Every record must be output verbatim in the reply.

(Records drawn from a dataset)
::::::

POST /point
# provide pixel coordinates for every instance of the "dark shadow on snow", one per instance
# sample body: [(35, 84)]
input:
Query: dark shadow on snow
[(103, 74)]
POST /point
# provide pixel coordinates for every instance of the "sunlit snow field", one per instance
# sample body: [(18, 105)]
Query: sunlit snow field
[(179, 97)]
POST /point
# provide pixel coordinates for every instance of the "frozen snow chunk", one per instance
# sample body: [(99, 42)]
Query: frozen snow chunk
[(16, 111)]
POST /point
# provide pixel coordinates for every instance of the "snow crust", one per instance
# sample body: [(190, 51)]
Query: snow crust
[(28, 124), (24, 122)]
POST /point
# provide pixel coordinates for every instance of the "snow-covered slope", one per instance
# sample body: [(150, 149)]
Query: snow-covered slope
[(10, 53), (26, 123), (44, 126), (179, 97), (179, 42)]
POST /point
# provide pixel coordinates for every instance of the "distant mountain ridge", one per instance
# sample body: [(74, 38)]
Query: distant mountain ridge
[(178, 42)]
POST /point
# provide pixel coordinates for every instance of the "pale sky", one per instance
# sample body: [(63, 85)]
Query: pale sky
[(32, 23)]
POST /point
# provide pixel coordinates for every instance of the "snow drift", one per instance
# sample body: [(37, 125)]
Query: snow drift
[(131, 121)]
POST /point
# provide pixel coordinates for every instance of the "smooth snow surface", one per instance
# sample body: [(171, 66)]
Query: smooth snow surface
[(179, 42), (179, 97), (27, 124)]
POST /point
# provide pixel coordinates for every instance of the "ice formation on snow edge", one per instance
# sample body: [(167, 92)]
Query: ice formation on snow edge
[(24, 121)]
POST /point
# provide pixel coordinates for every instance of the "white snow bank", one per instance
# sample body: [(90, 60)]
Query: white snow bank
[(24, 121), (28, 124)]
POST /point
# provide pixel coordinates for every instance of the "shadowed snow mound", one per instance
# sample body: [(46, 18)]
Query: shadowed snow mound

::::::

Exercise result:
POST /point
# provide pixel coordinates for every instance of the "dark shadow on snow", one per instance
# sample body: [(35, 84)]
input:
Query: dark shadow on snow
[(103, 74)]
POST /point
# provide pixel coordinates for every instance of the "sunlit snow field", one per instance
# sample body: [(18, 105)]
Query: sunlit snow field
[(179, 97)]
POST /point
# provide pixel coordinates for every instance of the "frozen snow chunk", one per instance
# sample body: [(99, 42)]
Query: frozen snow chunk
[(16, 111)]
POST /point
# provide pixel coordinates for every instance of the "snow crust", one per instance
# sample body: [(190, 51)]
Query: snow crust
[(28, 124), (24, 122)]
POST /point
# provide pixel coordinates for every instance of the "snow-covered slope", one per instance
# sample body: [(150, 149)]
Query: snow-covered slope
[(10, 53), (26, 123), (44, 126), (179, 97), (179, 42)]
POST /point
# provide pixel coordinates for every instance of the "distant mountain ridge", one per instance
# sample body: [(74, 38)]
Query: distant mountain ridge
[(178, 42)]
POST /point
# provide pixel coordinates for every instance of the "pale sky", one per instance
# sample body: [(63, 85)]
Query: pale sky
[(32, 23)]
POST /point
# provide pixel coordinates for every instance of the "snow drift", one per instance
# sample body: [(37, 125)]
Query: snow drift
[(131, 121)]
POST /point
# provide pixel coordinates for every instance of the "smooth snow surface", one per instance
# sample body: [(171, 66)]
Query: smooth snow surface
[(179, 42), (179, 97), (27, 124)]
POST /point
# provide pixel coordinates for every instance of the "ice formation on snow edge", one per instance
# sample body: [(167, 92)]
Query: ice formation on snow edge
[(24, 121)]
POST /point
# provide pixel coordinates for every instance of the "white snow bank", one per instance
# sample body: [(90, 60)]
Query: white snow bank
[(24, 121), (28, 124)]
POST /point
# provide pixel coordinates for every instance of the "shadowed snow mound", one per instance
# sample body: [(46, 18)]
Query: shadowed snow mound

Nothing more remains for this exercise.